§ **Problem requirements**
Every entry must be duplicated precisely as written.

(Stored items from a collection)

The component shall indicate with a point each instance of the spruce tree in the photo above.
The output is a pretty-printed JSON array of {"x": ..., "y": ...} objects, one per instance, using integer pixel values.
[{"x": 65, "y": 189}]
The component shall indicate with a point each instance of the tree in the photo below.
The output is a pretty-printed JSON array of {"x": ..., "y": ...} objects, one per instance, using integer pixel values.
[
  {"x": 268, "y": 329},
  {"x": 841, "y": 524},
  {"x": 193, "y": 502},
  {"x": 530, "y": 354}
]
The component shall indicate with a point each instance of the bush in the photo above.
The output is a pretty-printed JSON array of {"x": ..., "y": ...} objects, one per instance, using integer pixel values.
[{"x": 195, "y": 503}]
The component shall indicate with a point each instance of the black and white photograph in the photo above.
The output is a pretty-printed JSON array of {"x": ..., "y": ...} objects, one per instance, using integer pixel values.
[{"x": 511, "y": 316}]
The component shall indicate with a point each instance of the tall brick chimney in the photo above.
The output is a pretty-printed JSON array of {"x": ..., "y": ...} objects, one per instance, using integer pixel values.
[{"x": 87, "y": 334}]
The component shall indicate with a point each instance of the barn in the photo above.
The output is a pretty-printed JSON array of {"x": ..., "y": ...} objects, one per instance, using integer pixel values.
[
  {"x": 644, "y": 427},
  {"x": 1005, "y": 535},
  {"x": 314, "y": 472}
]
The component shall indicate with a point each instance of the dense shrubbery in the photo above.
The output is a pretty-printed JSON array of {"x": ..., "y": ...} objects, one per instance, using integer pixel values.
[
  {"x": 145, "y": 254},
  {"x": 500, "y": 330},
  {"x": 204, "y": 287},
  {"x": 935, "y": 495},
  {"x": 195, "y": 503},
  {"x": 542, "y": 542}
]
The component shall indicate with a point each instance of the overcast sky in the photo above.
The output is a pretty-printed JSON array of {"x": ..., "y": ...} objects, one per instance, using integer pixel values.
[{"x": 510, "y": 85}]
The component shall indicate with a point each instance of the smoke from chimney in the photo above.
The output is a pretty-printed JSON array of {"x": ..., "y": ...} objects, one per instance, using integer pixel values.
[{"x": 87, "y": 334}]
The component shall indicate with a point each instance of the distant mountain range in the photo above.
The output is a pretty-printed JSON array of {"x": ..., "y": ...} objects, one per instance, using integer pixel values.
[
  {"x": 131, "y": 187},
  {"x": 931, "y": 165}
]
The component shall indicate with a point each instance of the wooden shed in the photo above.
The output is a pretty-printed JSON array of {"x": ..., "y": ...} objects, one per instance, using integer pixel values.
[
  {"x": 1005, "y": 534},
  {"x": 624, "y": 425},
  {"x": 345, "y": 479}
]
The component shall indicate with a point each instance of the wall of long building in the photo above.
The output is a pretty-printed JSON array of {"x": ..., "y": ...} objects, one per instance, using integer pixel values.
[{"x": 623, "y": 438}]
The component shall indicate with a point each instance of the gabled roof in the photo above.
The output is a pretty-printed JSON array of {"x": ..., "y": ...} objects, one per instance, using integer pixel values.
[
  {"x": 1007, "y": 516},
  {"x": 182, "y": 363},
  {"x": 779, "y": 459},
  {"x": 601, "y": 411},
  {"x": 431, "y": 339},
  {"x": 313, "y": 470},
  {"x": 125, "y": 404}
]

§ **Result**
The component shall indicate with a point each instance of the spruce tree in the photo above.
The output is a pretty-printed JSON array of {"x": ..., "y": ...} objects, one per instance, using integer pixel values.
[{"x": 65, "y": 189}]
The component shall indicate with a point each instance of the tree in the photo below.
The output is a pretty-printed JSON array of {"x": ..., "y": ...} objects, one per instance, using integer pixel values.
[
  {"x": 268, "y": 329},
  {"x": 841, "y": 524},
  {"x": 193, "y": 502},
  {"x": 530, "y": 354}
]
The component shall indicate with a point each instance of the bush in the photo above.
The output is a pretty-printed JSON array of {"x": ..., "y": ...} objects, one per instance, using integer pixel values.
[{"x": 195, "y": 503}]
The component shall indicate with a point each instance of the black and white photograph in the photo above.
The output is a pretty-printed JSON array of {"x": ..., "y": ...} objects, one per instance, using integer pixel values.
[{"x": 511, "y": 316}]
The component shall indicate with a point each instance of the tall brick chimney in the photo above.
The output is a pretty-printed JSON array of {"x": ..., "y": ...} objects, one per instance, using integer pixel values.
[{"x": 87, "y": 334}]
The component shall indicate with a point each instance of the barn in the photo above.
The output is a pretty-printed JSON array of {"x": ..., "y": ...} objects, one per instance, using integer pixel values.
[
  {"x": 644, "y": 427},
  {"x": 1005, "y": 535},
  {"x": 314, "y": 472}
]
The component shall indicate with a point each instance of the dense shrubbery in the photo above.
The output is a pretty-printed JSON array of {"x": ..., "y": ...} objects, one per instance, using integer pixel values.
[
  {"x": 145, "y": 254},
  {"x": 500, "y": 330},
  {"x": 204, "y": 287},
  {"x": 935, "y": 495},
  {"x": 195, "y": 503},
  {"x": 542, "y": 542}
]
The component shall indicate with a point each instance of the overcast sky in the photo above.
The output is a pretty-printed JSON array of {"x": ..., "y": ...} objects, one per instance, using integer pixel values.
[{"x": 510, "y": 85}]
The component shall indicate with a point each instance of the smoke from chimney in the photo above.
The output is a pretty-printed JSON array of {"x": ..., "y": ...} objects, one per instance, using integer pixel values.
[{"x": 87, "y": 334}]
The component shall indicate with a point each instance of the distant mountain range in the photo above.
The output is a pretty-printed JSON array of {"x": ..., "y": ...} objects, one per instance, using integer pixel values.
[
  {"x": 131, "y": 187},
  {"x": 931, "y": 165}
]
The component shall indicate with a point each instance of the wooden shed in the photo above.
The output is a pretty-printed JSON array of {"x": ..., "y": ...} objects, one per instance, using integer pixel values.
[
  {"x": 1005, "y": 534},
  {"x": 624, "y": 425},
  {"x": 345, "y": 479}
]
The component shall indicate with a point each instance of the wall of long building in the photo above.
The output is a pretty-printed JSON array of {"x": ..., "y": ...} objects, one per instance, using integer pixel values.
[{"x": 623, "y": 438}]
The component shall indicate with a point each instance of the gabled roof in the photo above.
The output is a pretty-printed JSON array of {"x": ..., "y": ...} objects, one per instance, using integer pixel values.
[
  {"x": 1007, "y": 516},
  {"x": 182, "y": 363},
  {"x": 779, "y": 459},
  {"x": 601, "y": 411},
  {"x": 431, "y": 339},
  {"x": 313, "y": 470},
  {"x": 125, "y": 404}
]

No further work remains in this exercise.